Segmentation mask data
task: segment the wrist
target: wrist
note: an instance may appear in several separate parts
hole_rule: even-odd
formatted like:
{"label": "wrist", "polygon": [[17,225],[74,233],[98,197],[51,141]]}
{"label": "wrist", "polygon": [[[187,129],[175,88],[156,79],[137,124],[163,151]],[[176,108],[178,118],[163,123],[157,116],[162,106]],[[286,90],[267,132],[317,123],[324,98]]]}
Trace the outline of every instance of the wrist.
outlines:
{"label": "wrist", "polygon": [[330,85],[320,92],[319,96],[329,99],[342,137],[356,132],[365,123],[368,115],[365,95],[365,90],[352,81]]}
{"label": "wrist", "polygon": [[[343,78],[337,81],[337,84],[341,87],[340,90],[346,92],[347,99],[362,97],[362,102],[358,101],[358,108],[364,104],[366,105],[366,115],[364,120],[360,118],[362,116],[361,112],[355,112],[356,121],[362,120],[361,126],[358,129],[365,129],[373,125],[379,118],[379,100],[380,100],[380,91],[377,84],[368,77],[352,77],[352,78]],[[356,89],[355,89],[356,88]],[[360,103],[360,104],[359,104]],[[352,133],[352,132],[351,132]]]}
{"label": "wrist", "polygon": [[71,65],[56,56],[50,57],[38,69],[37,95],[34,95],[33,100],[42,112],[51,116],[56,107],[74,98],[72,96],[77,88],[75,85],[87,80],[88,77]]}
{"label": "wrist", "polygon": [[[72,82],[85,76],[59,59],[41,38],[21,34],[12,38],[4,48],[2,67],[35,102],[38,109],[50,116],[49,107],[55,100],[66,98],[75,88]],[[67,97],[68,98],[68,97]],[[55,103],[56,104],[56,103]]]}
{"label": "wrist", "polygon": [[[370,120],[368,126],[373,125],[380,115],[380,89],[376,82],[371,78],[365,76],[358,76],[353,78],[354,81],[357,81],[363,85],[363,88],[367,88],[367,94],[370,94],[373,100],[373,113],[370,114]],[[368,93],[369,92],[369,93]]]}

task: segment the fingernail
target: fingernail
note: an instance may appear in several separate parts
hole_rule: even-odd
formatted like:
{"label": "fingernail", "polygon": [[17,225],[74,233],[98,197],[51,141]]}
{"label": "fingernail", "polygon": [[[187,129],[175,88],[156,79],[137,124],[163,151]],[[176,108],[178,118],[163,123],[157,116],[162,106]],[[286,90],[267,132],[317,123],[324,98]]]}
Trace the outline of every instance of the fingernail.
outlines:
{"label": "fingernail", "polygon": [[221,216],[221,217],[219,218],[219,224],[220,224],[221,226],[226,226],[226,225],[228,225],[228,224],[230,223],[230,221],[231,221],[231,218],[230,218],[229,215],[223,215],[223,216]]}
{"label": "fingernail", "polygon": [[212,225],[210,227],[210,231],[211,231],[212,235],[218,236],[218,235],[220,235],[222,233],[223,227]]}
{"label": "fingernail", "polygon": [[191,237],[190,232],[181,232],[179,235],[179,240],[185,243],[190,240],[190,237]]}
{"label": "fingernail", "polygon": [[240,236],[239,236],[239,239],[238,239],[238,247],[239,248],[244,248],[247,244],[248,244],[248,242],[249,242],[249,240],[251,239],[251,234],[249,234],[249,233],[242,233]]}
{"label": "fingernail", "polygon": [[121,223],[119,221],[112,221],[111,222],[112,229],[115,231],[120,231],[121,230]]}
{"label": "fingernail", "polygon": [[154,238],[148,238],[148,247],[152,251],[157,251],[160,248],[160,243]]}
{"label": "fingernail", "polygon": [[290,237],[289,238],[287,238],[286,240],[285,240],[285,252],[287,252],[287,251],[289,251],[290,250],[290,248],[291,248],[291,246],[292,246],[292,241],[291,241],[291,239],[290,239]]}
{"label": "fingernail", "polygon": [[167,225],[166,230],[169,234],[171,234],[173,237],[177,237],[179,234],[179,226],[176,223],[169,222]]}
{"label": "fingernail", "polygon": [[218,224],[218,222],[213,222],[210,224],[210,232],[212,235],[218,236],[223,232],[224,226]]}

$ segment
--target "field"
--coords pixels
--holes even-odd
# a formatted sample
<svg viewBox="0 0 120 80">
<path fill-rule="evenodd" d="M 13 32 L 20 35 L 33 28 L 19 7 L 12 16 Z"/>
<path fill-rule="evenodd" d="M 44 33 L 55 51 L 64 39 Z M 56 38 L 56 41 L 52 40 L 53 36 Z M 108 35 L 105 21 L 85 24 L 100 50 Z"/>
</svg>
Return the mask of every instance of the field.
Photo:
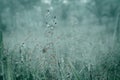
<svg viewBox="0 0 120 80">
<path fill-rule="evenodd" d="M 0 80 L 120 80 L 120 16 L 56 6 L 0 13 Z"/>
</svg>

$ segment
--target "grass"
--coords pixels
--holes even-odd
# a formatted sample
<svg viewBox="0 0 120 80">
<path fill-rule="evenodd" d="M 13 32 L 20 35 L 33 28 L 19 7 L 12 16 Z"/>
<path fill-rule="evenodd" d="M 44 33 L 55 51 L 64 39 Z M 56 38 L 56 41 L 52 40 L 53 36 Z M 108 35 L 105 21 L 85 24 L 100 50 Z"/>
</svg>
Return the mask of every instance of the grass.
<svg viewBox="0 0 120 80">
<path fill-rule="evenodd" d="M 13 49 L 2 44 L 0 80 L 120 80 L 120 45 L 115 41 L 113 48 L 113 36 L 106 29 L 84 25 L 54 31 L 48 27 L 50 34 L 42 36 L 41 42 L 31 41 L 31 46 L 28 37 Z M 1 36 L 0 40 L 3 43 Z"/>
</svg>

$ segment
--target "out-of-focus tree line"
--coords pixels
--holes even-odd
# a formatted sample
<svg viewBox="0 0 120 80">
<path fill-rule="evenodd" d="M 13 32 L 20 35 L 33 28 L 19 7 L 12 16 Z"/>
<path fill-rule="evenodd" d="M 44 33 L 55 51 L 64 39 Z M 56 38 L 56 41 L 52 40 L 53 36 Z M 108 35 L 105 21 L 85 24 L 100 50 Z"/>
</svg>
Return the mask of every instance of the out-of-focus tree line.
<svg viewBox="0 0 120 80">
<path fill-rule="evenodd" d="M 0 15 L 8 10 L 13 16 L 18 11 L 30 10 L 39 6 L 43 14 L 46 9 L 50 9 L 53 15 L 57 13 L 64 23 L 69 23 L 68 20 L 73 17 L 78 23 L 81 23 L 84 16 L 94 16 L 99 24 L 109 24 L 116 21 L 120 11 L 119 4 L 119 0 L 1 0 Z M 5 29 L 2 26 L 1 28 Z"/>
<path fill-rule="evenodd" d="M 42 10 L 42 14 L 45 14 L 46 10 L 49 9 L 53 15 L 56 13 L 64 23 L 70 20 L 69 18 L 71 17 L 75 17 L 80 22 L 82 15 L 84 15 L 84 9 L 82 7 L 84 5 L 81 0 L 1 0 L 1 23 L 2 14 L 6 13 L 5 11 L 8 11 L 11 16 L 14 16 L 18 11 L 30 10 L 38 6 Z M 1 28 L 4 30 L 5 27 L 1 26 Z"/>
</svg>

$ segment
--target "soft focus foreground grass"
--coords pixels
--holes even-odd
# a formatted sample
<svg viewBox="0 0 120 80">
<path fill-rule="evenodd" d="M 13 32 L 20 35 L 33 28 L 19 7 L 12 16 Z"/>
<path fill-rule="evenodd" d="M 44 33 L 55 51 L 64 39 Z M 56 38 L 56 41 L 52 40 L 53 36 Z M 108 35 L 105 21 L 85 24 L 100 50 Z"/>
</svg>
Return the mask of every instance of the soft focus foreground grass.
<svg viewBox="0 0 120 80">
<path fill-rule="evenodd" d="M 120 79 L 119 45 L 113 48 L 113 36 L 105 27 L 56 28 L 52 38 L 35 34 L 23 42 L 17 37 L 15 45 L 5 40 L 12 45 L 4 50 L 8 80 Z"/>
</svg>

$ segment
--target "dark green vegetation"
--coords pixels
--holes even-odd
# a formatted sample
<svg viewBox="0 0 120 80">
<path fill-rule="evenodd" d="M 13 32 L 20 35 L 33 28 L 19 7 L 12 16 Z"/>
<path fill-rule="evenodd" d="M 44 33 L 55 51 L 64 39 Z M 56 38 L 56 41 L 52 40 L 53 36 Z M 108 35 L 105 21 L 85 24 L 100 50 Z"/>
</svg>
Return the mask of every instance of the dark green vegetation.
<svg viewBox="0 0 120 80">
<path fill-rule="evenodd" d="M 120 0 L 0 0 L 0 80 L 120 80 Z"/>
</svg>

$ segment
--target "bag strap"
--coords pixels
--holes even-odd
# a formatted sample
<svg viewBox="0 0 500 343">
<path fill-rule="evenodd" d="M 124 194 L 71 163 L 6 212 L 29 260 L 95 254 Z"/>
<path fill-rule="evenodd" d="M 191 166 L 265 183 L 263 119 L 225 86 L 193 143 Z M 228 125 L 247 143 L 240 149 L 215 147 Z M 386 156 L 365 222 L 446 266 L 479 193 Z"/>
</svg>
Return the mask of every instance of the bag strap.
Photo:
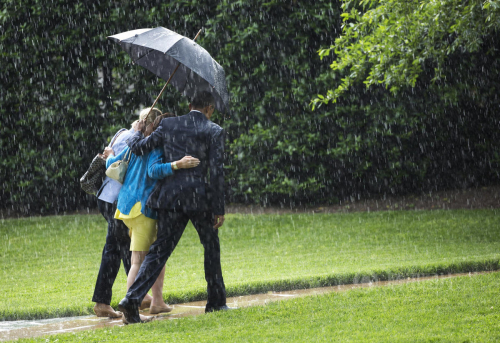
<svg viewBox="0 0 500 343">
<path fill-rule="evenodd" d="M 111 144 L 109 145 L 110 148 L 113 146 L 113 144 L 115 144 L 115 141 L 118 139 L 118 137 L 120 137 L 123 131 L 127 131 L 127 129 L 121 129 L 120 131 L 118 131 L 118 133 L 113 137 Z"/>
<path fill-rule="evenodd" d="M 127 155 L 128 155 L 128 158 L 127 158 Z M 132 157 L 132 150 L 130 150 L 130 148 L 128 148 L 128 151 L 127 151 L 127 153 L 125 154 L 125 158 L 124 158 L 124 160 L 126 160 L 126 161 L 127 161 L 127 163 L 129 163 L 129 162 L 130 162 L 130 158 L 131 158 L 131 157 Z"/>
</svg>

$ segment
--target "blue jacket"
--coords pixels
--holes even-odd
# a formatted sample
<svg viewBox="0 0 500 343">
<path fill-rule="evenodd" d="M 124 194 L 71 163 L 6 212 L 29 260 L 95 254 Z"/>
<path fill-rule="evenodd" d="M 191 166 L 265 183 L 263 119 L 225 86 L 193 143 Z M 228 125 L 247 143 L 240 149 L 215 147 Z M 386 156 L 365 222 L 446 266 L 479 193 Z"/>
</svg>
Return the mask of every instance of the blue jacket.
<svg viewBox="0 0 500 343">
<path fill-rule="evenodd" d="M 114 135 L 113 139 L 111 140 L 111 144 L 113 144 L 112 148 L 113 151 L 115 152 L 115 155 L 118 155 L 123 151 L 123 149 L 127 147 L 127 143 L 125 141 L 130 136 L 132 136 L 134 132 L 135 132 L 134 130 L 121 129 Z M 121 188 L 122 188 L 121 183 L 106 176 L 104 182 L 102 183 L 101 188 L 97 192 L 97 199 L 112 204 L 118 198 L 118 194 L 120 193 Z"/>
<path fill-rule="evenodd" d="M 112 163 L 124 159 L 128 151 L 127 147 L 120 154 L 108 157 L 106 168 Z M 132 207 L 140 201 L 142 214 L 148 218 L 157 218 L 156 211 L 147 207 L 146 202 L 156 185 L 156 180 L 173 174 L 170 163 L 163 163 L 162 157 L 161 149 L 155 149 L 144 156 L 130 154 L 127 174 L 118 195 L 117 208 L 121 213 L 130 214 Z"/>
<path fill-rule="evenodd" d="M 169 161 L 186 155 L 200 159 L 196 168 L 176 170 L 171 178 L 158 182 L 149 206 L 224 214 L 224 130 L 203 113 L 191 111 L 165 118 L 150 136 L 144 138 L 141 132 L 134 132 L 127 144 L 137 155 L 161 148 Z"/>
</svg>

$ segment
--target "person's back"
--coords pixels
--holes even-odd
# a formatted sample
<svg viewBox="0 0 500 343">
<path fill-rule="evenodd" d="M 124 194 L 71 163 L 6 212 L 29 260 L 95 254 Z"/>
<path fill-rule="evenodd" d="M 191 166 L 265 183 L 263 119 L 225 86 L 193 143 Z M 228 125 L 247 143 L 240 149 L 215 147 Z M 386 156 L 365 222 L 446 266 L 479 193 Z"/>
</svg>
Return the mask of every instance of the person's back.
<svg viewBox="0 0 500 343">
<path fill-rule="evenodd" d="M 203 113 L 191 111 L 181 117 L 163 119 L 158 131 L 162 134 L 163 153 L 167 160 L 175 161 L 190 155 L 201 162 L 197 168 L 175 173 L 169 182 L 160 182 L 148 204 L 162 209 L 223 210 L 222 128 L 209 121 Z"/>
</svg>

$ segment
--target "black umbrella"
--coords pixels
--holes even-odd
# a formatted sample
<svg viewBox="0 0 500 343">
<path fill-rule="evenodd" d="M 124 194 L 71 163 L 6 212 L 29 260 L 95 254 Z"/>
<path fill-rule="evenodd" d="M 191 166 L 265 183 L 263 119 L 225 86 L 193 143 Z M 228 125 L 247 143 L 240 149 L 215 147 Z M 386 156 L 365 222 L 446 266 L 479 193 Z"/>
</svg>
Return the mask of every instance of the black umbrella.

### Task brief
If a line of the entries above includes the word "Trace", count it; then state the total and nothing else.

### Exercise solution
2